LISTED ENTRIES:
= Beginning of Section =

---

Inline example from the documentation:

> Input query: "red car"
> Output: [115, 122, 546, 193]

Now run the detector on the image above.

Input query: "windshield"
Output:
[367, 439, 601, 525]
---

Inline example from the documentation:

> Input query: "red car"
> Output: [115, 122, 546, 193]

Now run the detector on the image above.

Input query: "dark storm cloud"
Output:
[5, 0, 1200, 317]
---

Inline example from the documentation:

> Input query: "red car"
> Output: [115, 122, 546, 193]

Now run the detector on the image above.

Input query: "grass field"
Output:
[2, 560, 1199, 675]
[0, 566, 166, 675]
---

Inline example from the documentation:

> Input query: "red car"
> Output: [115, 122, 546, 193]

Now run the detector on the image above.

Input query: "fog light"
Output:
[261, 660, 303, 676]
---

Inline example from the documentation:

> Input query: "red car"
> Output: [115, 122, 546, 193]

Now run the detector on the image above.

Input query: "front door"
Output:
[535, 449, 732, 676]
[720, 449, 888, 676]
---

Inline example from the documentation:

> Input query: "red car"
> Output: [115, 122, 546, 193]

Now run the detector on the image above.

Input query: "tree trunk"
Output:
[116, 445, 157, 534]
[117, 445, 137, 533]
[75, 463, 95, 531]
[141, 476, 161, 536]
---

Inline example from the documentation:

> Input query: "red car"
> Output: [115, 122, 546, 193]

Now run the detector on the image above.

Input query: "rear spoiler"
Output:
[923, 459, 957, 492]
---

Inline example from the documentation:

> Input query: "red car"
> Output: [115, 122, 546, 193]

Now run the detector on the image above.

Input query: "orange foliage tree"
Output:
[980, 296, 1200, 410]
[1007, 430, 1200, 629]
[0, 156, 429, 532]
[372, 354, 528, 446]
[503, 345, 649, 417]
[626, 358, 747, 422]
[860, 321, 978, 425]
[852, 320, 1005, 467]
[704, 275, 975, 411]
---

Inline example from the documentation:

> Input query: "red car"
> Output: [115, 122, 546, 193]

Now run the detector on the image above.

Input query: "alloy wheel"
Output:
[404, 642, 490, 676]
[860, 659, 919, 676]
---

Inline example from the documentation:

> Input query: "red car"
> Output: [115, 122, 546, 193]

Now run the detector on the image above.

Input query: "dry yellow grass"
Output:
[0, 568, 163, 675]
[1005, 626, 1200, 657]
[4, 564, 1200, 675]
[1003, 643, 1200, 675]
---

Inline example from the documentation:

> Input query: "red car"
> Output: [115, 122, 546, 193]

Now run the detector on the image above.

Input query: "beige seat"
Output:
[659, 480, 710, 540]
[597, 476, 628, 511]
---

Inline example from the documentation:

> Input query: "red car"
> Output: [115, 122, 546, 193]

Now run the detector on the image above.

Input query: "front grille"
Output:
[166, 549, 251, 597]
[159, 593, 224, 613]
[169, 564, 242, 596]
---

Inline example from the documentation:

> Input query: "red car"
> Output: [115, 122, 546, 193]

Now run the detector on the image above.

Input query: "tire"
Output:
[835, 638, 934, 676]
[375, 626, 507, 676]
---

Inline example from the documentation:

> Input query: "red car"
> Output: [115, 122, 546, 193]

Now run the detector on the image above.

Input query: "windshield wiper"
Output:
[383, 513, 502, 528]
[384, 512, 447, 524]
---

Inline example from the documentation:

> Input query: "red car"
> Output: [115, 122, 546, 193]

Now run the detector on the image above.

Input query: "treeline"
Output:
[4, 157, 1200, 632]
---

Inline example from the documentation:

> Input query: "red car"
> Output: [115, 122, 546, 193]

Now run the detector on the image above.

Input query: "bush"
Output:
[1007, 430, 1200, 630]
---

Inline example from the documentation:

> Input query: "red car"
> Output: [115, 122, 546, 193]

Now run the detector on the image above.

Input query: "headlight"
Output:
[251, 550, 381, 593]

= End of Section =

The material should be transcribed in full, character for character.

SOLUTION:
---

Inline example from the documentation:

> Input query: "red car"
> Output: [115, 122, 546, 193]

Now run the detector on the image above.

Input query: "windshield"
Output:
[367, 439, 601, 525]
---

Inline example from the documentation:

> Input query: "red car"
> Output: [115, 122, 546, 193]

Now run the detector on the image above.

Input query: "dark storm cloud"
Output:
[5, 0, 1200, 317]
---

Inline example from the documentation:

> Input query: "red car"
> Output: [115, 122, 546, 193]

Now run the detector on the image above.

Input query: "grass field"
Output:
[2, 560, 1199, 675]
[0, 566, 166, 675]
---

Inline example from the documentation:

> Input query: "red car"
> Output: [115, 122, 546, 193]

Now run the detector on the image above.

Input query: "fog light"
Output:
[261, 660, 303, 676]
---

Inline example from the documentation:

> Input query: "red car"
> Output: [115, 122, 546, 193]

Now run the detector on the image above.

Input query: "front door"
Output:
[535, 449, 732, 676]
[720, 449, 888, 676]
---

Inline example from the documentation:

> Input query: "red car"
> Output: [115, 122, 546, 193]

Now run the detector on the image above.

Input query: "tree trunk"
Output:
[116, 445, 157, 534]
[117, 445, 137, 533]
[75, 463, 95, 531]
[141, 476, 161, 536]
---

Inline example from the documentation:

> Input query: "red car"
> Output: [115, 122, 546, 193]

Now run the detector on the image above.

Input query: "rear spoiler"
Output:
[923, 459, 957, 492]
---

Inline example from the documentation:

> Input query: "red car"
> Output: [115, 122, 546, 193]

Now run the detector on the image above.

Input query: "orange foliage tree"
Output:
[980, 296, 1200, 410]
[1007, 430, 1200, 629]
[0, 156, 429, 532]
[372, 354, 528, 446]
[503, 345, 649, 417]
[626, 358, 747, 422]
[860, 321, 978, 425]
[852, 320, 1005, 467]
[704, 275, 975, 411]
---

Inline example from the documentation:

> Input query: "red car"
> Output: [115, 122, 546, 193]

Now run the detector on the image above.

Input query: "alloy wheel"
Output:
[404, 642, 490, 676]
[860, 659, 919, 676]
---

Inline example from the documentation:

> Input query: "red car"
> Output: [115, 122, 546, 193]

Now run the detector on the image above.

Input query: "dry yellow grass"
Output:
[0, 568, 163, 675]
[1005, 626, 1200, 657]
[4, 564, 1200, 675]
[1003, 643, 1200, 675]
---

Inline example from the documentation:

> Input query: "red car"
> Output: [115, 122, 546, 193]

Now run the detector on the image above.

Input query: "beige seat"
Output:
[659, 480, 710, 540]
[597, 476, 628, 511]
---

Inline example from the documentation:

> Input query: "red car"
> Output: [115, 122, 546, 193]

Now run the detector on the image above.

Input query: "front grille"
Output:
[166, 549, 251, 597]
[159, 593, 224, 613]
[169, 564, 242, 596]
---

Inline example from the documentation:

> Input query: "red car"
> Output: [115, 122, 546, 193]

Now run the detector on the image above.

Input query: "tire"
Output:
[835, 638, 934, 676]
[375, 626, 507, 676]
---

Inline example from the documentation:

> Input query: "red car"
> Output: [115, 122, 546, 193]

Now run the detector on the image above.

Input query: "windshield wiper"
Output:
[383, 513, 502, 528]
[384, 512, 447, 524]
---

Inline example from the documentation:

> Input query: "red car"
> Output: [115, 122, 546, 193]

Now run the detector on the image above.

Input query: "treeline"
Output:
[4, 157, 1200, 632]
---

Inline example from the documentation:

> Input query: "red car"
> Output: [115, 122, 546, 193]

Now run the detector on the image above.

Input query: "bush"
Output:
[1007, 430, 1200, 630]
---

Inline example from the documentation:

> Input query: "red car"
> Output: [115, 122, 546, 193]

Now run the detector on the image above.

Input query: "headlight"
Output:
[251, 550, 381, 593]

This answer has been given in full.